[Dataset rows]
----

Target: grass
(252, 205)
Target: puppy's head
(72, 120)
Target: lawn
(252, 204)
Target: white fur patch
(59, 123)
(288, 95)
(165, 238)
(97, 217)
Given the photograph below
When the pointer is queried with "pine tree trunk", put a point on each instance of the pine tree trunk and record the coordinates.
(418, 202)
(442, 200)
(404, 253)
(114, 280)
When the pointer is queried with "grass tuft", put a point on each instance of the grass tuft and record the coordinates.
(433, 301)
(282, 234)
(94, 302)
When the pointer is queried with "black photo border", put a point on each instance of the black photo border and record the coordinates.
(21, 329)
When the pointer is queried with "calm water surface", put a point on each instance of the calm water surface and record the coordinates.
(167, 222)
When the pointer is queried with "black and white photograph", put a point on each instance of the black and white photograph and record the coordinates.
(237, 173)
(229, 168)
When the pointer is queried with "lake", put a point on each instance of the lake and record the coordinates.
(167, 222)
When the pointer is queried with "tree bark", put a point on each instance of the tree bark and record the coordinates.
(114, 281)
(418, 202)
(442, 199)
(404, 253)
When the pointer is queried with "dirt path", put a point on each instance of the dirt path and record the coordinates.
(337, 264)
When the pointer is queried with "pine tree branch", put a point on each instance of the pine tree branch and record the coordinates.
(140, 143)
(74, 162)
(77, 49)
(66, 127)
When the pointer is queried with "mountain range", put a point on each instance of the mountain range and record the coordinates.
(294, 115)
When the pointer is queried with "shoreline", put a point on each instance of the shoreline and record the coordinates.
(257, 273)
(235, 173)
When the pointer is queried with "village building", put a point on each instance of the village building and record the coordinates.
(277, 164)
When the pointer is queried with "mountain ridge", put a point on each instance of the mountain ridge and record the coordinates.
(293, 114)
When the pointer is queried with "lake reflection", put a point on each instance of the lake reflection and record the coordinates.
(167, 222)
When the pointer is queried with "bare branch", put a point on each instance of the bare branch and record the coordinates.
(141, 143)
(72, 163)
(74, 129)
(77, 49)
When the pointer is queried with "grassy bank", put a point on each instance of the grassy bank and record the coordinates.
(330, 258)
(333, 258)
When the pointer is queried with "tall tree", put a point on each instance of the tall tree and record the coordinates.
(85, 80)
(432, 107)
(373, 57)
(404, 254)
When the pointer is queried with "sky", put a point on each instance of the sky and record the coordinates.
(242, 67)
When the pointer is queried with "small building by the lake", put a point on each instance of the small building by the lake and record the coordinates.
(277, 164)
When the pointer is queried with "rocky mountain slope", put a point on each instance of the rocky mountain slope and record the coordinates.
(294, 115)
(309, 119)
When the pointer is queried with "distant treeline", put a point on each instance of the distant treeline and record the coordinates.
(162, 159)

----

(Given problem) Write down all the entries again without a single difference.

(Task response)
Target: grass
(252, 205)
Target: puppy's head
(72, 120)
Target: lawn
(252, 204)
Target: white fur patch
(59, 123)
(288, 95)
(165, 238)
(97, 217)
Given the photograph below
When the pointer is queried with "pine tree trunk", put a point on each instance of the pine tree trunk and record the coordinates.
(418, 202)
(442, 200)
(404, 253)
(114, 280)
When the pointer is queried with "grass tuft", put a point on each instance of the grass tuft and record the coordinates.
(433, 301)
(282, 234)
(94, 302)
When the pointer is queried with "black photo border", put a point on each instance of the black photo border and record the coordinates.
(21, 329)
When the pointer is queried with "calm water surface", put a point on each instance of the calm water surface and record the coordinates.
(167, 222)
When the pointer is queried with "black and white photograph", put a point on each instance of the black and white photograph and record the coordinates.
(237, 173)
(229, 168)
When the pointer is queried with "lake", put a point on each instance of the lake and record the coordinates.
(167, 222)
When the pointer is queried with "tree bark", put a point on each instance of the tree bark and record the coordinates.
(114, 281)
(418, 202)
(442, 199)
(404, 253)
When the pointer is queried with "dirt path", put a point on each instance of the dirt path and record the coordinates.
(337, 264)
When the pointer is queried with "pine tree branch", put a point on each instance of the pine tree branch and record the coordinates.
(140, 143)
(74, 162)
(77, 49)
(66, 127)
When the pointer is queried with "mountain range", put a point on each instance of the mountain range and record the coordinates.
(294, 115)
When the pointer is queried with "shoreline", put a point on each instance of the shoreline and record the coordinates.
(257, 273)
(235, 173)
When the pointer is queried with "village building", put a point on each instance of the village building and record the coordinates.
(277, 164)
When the pointer is queried with "mountain ridge", put a point on each instance of the mountain ridge and record the coordinates.
(293, 114)
When the pointer is queried with "lake reflection", put a point on each instance of the lake reflection and record the coordinates.
(167, 222)
When the pointer is queried with "bare branch", put a point on each instance of the bare branch and record the coordinates.
(141, 143)
(72, 163)
(74, 129)
(77, 49)
When the pointer is queried with "grassy bank", put a point on each instance of the grassy bank and record the coordinates.
(330, 258)
(333, 258)
When the pointer is queried with "tall tree", put a point on each instance of the tall tree and record the coordinates.
(85, 80)
(432, 107)
(373, 57)
(404, 254)
When the pointer is queried with "sky", put a point on each instance of the sky and record the coordinates.
(242, 67)
When the pointer is queried with "small building by the lake", put a point on each instance of the small building by the lake and record the coordinates.
(277, 164)
When the pointer is queried with "rocky mountain slope", put a point on each instance of the rocky mountain slope and record the coordinates.
(294, 115)
(309, 119)
When the pointer is queried with "distant treeline", put a point on each instance of the distant treeline and record the coordinates.
(162, 159)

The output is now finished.